Keep only the lines of the records below that contain the string "bird", matching uppercase and lowercase exactly.

Source material:

-- BEGIN --

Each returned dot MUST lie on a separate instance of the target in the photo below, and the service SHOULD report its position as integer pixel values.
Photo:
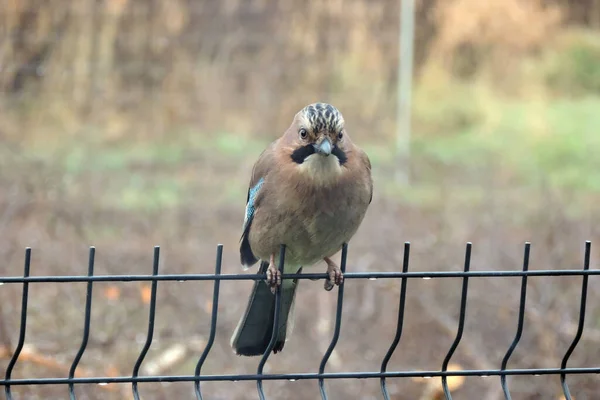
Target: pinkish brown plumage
(309, 190)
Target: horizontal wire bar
(299, 376)
(312, 276)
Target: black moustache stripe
(339, 153)
(300, 154)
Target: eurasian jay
(309, 191)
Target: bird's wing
(259, 172)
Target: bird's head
(317, 140)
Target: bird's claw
(273, 277)
(334, 275)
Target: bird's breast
(312, 221)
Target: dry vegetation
(125, 124)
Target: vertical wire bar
(461, 321)
(23, 327)
(586, 266)
(213, 321)
(338, 324)
(86, 326)
(267, 353)
(396, 340)
(522, 299)
(151, 315)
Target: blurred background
(126, 124)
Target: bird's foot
(334, 275)
(273, 275)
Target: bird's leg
(334, 274)
(273, 275)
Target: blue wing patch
(250, 205)
(247, 257)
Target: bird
(309, 191)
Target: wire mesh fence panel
(562, 372)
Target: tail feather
(254, 330)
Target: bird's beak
(324, 147)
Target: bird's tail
(253, 333)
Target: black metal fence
(562, 371)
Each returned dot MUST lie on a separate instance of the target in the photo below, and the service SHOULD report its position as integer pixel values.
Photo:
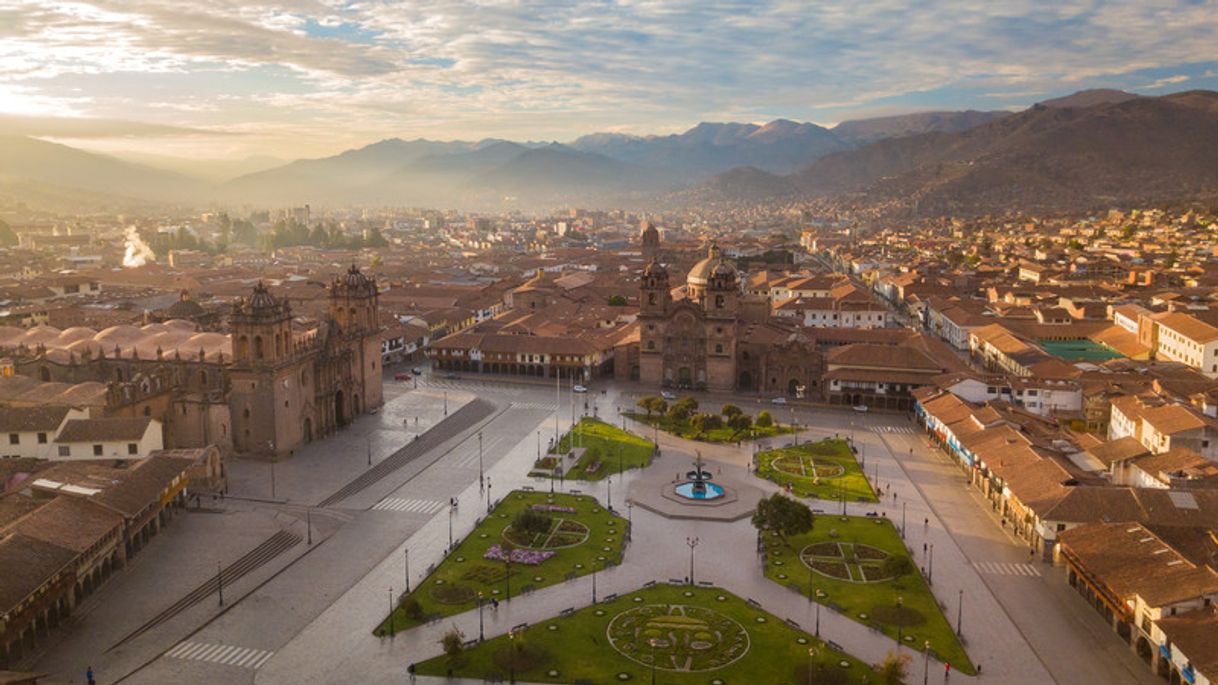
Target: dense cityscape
(918, 395)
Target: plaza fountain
(697, 484)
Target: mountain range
(1093, 149)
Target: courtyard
(859, 567)
(682, 634)
(826, 469)
(566, 536)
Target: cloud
(302, 73)
(91, 127)
(1166, 81)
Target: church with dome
(707, 334)
(267, 385)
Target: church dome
(713, 267)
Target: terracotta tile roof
(104, 429)
(1130, 560)
(28, 563)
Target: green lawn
(709, 634)
(581, 541)
(683, 429)
(826, 471)
(609, 450)
(901, 608)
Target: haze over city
(624, 341)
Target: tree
(782, 516)
(893, 669)
(739, 423)
(453, 642)
(704, 422)
(652, 404)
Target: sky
(301, 78)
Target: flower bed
(530, 557)
(552, 508)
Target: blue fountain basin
(689, 491)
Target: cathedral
(708, 334)
(266, 386)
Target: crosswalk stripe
(223, 655)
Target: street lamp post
(926, 662)
(929, 574)
(652, 642)
(451, 510)
(960, 612)
(512, 653)
(481, 634)
(692, 543)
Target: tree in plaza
(893, 669)
(739, 423)
(782, 516)
(453, 642)
(704, 422)
(652, 404)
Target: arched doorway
(685, 377)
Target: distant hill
(65, 168)
(1091, 98)
(1141, 150)
(865, 132)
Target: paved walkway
(329, 650)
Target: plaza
(311, 613)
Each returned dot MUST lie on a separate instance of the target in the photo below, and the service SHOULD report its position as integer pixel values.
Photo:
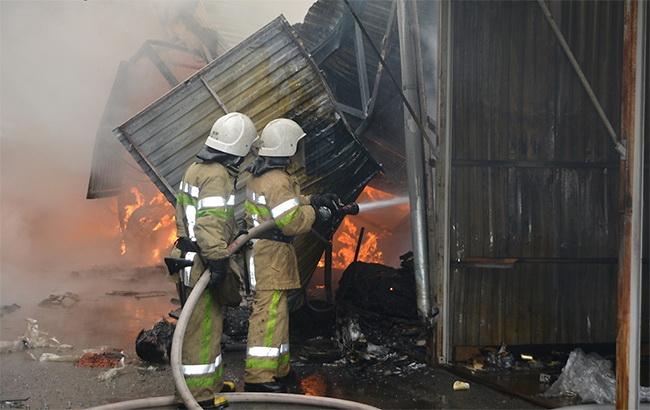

-- END --

Answer below:
Target: bird's wing
Target: bird's head
Target: bird's claw
Target: bird's breast
Target: bird's foot
Target: bird's leg
Target: bird
Target: bird's beak
Target: bird's tail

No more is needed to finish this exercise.